» **OBIETTIVO 1**
Riassumi in due frasi l'articolo sui giovani e l'alcol in Sicilia.

» **PAGINA**
"""

Giovani e alcol in Sicilia: intervista con un ragazzo che spiega malessere e delusione degli adolescenti


Catania. «Purtroppo noi giovani cerchiamo rifugi perchè non abbiamo più nulla in cui credere, non abbiamo speranze, siamo spiazzati. C’è chi lo fa chiudendosi in se stesso, c’è chi cerca rifugio cercando qualcosa di diverso, qualcosa che magari per mezza serata lo rende allegro. Viviamo un una società malata, senza valori, siamo abbandonati a noi stessi e per questo gli alcolici diventano un rito. Colpa sempre di uno stato che cerca di guadagnare (e con l’alcol ci guadagna eccome, è un vero e proprio business) e non fa leggi serie in merito».


Salvo Chiarelli si è diplomato da qualche anno, è già, dunque, una generazione avanti rispetto a quella di cui si parla in questa inchiesta. Ma dal suo osservatorio ci regala un’analisi lucida, impietosa, precisa, magistrale.

"""

» **DATI GREZZI**
"""

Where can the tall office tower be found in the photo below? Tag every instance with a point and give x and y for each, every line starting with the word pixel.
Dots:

"""
"""

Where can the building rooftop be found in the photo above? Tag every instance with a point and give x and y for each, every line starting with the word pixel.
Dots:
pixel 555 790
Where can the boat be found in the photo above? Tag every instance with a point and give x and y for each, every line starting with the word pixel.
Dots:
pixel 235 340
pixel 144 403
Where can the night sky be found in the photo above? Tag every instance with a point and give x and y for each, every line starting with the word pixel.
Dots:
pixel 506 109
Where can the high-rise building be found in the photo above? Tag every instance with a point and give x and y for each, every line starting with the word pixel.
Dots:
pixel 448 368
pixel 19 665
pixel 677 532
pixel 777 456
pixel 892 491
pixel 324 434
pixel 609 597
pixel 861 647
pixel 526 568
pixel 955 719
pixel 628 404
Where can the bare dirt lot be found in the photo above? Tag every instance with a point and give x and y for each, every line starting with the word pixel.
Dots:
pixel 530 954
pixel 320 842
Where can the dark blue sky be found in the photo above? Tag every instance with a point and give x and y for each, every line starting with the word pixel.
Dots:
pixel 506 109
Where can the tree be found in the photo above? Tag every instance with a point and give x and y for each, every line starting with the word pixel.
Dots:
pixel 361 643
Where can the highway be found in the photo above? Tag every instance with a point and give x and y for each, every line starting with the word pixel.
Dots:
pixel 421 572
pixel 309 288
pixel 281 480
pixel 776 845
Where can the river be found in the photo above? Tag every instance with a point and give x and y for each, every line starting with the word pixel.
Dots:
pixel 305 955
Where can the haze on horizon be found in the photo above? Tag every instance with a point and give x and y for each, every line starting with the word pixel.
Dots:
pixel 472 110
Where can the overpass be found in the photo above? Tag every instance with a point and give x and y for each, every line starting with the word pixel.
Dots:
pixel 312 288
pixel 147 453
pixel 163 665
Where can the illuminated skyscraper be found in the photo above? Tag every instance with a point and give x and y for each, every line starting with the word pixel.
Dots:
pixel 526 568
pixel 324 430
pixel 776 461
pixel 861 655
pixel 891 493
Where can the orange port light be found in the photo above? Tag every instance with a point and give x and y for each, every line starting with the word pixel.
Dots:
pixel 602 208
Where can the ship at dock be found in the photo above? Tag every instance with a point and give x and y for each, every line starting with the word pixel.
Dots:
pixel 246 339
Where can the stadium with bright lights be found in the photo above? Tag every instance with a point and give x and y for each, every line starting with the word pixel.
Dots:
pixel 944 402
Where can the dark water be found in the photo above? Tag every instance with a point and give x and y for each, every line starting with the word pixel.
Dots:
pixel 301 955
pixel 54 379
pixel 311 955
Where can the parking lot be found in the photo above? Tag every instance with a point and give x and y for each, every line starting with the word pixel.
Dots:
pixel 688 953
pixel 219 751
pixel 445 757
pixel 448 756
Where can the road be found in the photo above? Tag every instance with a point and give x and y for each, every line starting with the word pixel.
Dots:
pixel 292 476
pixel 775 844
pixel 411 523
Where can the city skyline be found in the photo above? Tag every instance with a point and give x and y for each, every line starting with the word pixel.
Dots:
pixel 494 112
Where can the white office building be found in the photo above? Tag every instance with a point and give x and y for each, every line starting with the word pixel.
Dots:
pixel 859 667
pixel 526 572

"""

» **OBIETTIVO 2**
Per favore, sostituisci "Dots" con "Points" nelle righe dei dati, dalla riga con "Where can the parking" fino alla riga con "pixel 526 572" compresa, e riporta solo queste righe lasciando invariato tutto il resto.

» **RISPOSTA SCRITTA 1**
Salvo Chiarelli, diplomato da qualche anno, sostiene che i giovani cercano rifugi perché non hanno più nulla in cui credere e vivono in una società malata e senza valori, dove gli alcolici diventano un rito. Ne attribuisce la colpa a uno stato che con l'alcol guadagna e non fa leggi serie in merito.

» **RISPOSTA SCRITTA 2**
Where can the parking lot be found in the photo above? Tag every instance with a point and give x and y for each, every line starting with the word pixel.
Points:
pixel 688 953
pixel 219 751
pixel 445 757
pixel 448 756
Where can the road be found in the photo above? Tag every instance with a point and give x and y for each, every line starting with the word pixel.
Points:
pixel 292 476
pixel 775 844
pixel 411 523
Where can the city skyline be found in the photo above? Tag every instance with a point and give x and y for each, every line starting with the word pixel.
Points:
pixel 494 112
Where can the white office building be found in the photo above? Tag every instance with a point and give x and y for each, every line starting with the word pixel.
Points:
pixel 859 667
pixel 526 572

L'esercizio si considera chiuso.